— Start DATA LINES —

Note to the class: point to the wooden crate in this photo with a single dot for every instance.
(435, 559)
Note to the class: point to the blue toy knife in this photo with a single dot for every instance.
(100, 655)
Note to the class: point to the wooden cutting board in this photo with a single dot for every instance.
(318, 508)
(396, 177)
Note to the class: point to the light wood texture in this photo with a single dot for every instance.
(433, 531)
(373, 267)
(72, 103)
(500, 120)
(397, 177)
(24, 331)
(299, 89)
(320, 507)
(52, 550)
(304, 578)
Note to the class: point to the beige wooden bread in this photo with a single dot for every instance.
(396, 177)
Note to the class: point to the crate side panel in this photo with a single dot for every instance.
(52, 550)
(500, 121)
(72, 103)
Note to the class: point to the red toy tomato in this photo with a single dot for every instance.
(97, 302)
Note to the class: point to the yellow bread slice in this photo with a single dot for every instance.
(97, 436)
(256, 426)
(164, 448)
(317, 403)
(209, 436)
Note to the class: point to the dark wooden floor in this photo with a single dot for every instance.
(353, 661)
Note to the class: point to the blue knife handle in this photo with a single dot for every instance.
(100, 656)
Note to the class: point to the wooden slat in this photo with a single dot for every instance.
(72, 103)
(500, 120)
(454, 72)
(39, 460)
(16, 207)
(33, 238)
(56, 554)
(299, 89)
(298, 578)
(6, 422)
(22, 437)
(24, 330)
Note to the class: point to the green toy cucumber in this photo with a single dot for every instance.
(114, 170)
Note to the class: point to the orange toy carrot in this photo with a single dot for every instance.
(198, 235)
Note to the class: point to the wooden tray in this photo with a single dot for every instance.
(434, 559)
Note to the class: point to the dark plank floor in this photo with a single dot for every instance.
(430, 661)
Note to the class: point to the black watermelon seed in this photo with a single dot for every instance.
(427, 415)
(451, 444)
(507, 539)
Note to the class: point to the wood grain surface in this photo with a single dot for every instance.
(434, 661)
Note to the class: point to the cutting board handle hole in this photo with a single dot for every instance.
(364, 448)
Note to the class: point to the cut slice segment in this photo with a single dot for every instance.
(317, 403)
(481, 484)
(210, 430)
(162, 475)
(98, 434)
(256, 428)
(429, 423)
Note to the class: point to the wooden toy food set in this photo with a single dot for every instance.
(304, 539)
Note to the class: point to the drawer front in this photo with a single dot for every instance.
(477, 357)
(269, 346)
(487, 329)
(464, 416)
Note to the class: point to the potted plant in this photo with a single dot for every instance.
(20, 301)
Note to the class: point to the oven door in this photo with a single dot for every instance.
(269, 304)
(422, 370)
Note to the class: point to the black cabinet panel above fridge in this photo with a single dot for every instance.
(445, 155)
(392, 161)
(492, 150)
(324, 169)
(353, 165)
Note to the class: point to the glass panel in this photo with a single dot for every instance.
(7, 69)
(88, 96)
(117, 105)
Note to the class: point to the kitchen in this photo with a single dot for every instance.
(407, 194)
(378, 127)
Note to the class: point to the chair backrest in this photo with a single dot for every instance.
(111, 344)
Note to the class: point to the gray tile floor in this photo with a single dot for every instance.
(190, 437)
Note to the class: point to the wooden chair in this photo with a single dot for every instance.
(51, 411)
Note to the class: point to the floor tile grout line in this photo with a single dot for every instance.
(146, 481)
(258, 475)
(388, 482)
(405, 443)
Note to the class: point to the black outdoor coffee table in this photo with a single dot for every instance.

— End DATA LINES —

## INSTRUCTION
Every line of the data above should be reproduced word for word.

## RESPONSE TO THE EXERCISE
Note to the class: point to the wooden crate in this photo with a single dot for every instance.
(435, 559)
Note to the class: point to the blue toy knife in this photo with a single dot for every instance.
(100, 655)
Note to the class: point to the wooden cutting board in this photo with a single dot for every instance.
(318, 508)
(396, 177)
Note to the class: point to the light wood texture in this photo with a single dot for every instance.
(433, 531)
(373, 267)
(72, 103)
(500, 120)
(397, 177)
(24, 331)
(299, 89)
(320, 507)
(52, 550)
(304, 578)
Note to the class: point to the beige wooden bread in this photo with a single dot for every instance.
(396, 177)
Note to the class: point to the crate side panel in this photo with a single dot for every instance.
(52, 550)
(500, 121)
(72, 103)
Note to the class: point to the red toy tomato in this photo with a single dot for every instance.
(97, 302)
Note to the class: point to the yellow bread slice in this photo with a single dot for every instance.
(97, 436)
(256, 426)
(164, 448)
(317, 403)
(209, 436)
Note to the class: point to the dark wooden floor in this photo with a single dot for every instance.
(353, 661)
Note to the class: point to the blue knife handle in this photo with a single dot for every instance.
(100, 656)
Note to the class: point to the wooden slat in this photo with a single dot for every instance.
(72, 103)
(500, 120)
(454, 72)
(39, 460)
(16, 207)
(33, 238)
(56, 554)
(299, 89)
(298, 578)
(6, 422)
(22, 437)
(24, 330)
Note to the class: point to the green toy cucumber in this photo with a single dot for every instance.
(114, 170)
Note to the class: point to the orange toy carrot in this photo with a single dot for every instance.
(198, 235)
Note to the class: point to the wooden tray in this photo with a single dot for every instance.
(434, 559)
Note to the class: point to the dark plank floor in this photo with a single dot for every instance.
(430, 661)
Note to the class: point to the black watermelon seed in this photo with a single dot for every instance.
(427, 415)
(451, 444)
(507, 539)
Note to the class: point to the wood grain surface in this photo with a single dot for every instance.
(434, 661)
Note to the class: point to the cutting board handle hole in this photo with a single dot for every instance.
(364, 448)
Note to the class: point to the cut slice segment in this photo with a single dot for every instance.
(317, 403)
(481, 484)
(210, 430)
(162, 475)
(98, 434)
(256, 428)
(429, 423)
Note to the class: point to the wooden toy food set in this photo with a single dot for every instance.
(304, 539)
Note to the class: point to the drawer front in this photo with a single dot for every instance.
(477, 357)
(269, 346)
(487, 329)
(464, 416)
Note to the class: point to the potted plant in this photo with a single dot for every instance.
(20, 301)
Note to the class: point to the oven door in this photo with a single dot for every instance.
(269, 304)
(422, 370)
Note to the class: point to the black cabinet panel above fridge in this photo with a single dot for every instance.
(445, 155)
(392, 161)
(492, 150)
(324, 169)
(353, 165)
Note to the class: point to the glass panel in this photo with a single dot for every instance.
(7, 69)
(88, 96)
(117, 105)
Note to the class: point to the kitchen in this photo with a single dot for every instance.
(407, 194)
(378, 127)
Note to the class: point to the chair backrest in this photo with a single dot for every instance.
(111, 344)
Note to the class: point to the gray tile floor in this photo with a single dot for every instance.
(190, 437)
Note to the class: point to the wooden chair in this photo with a single dot for every instance.
(51, 411)
Note to the class: point to the floor tile grout line in this photo with a single dot for every instance.
(146, 481)
(258, 475)
(388, 482)
(405, 443)
Note to the class: point to the black outdoor coffee table in this photo with a single dot for every instance.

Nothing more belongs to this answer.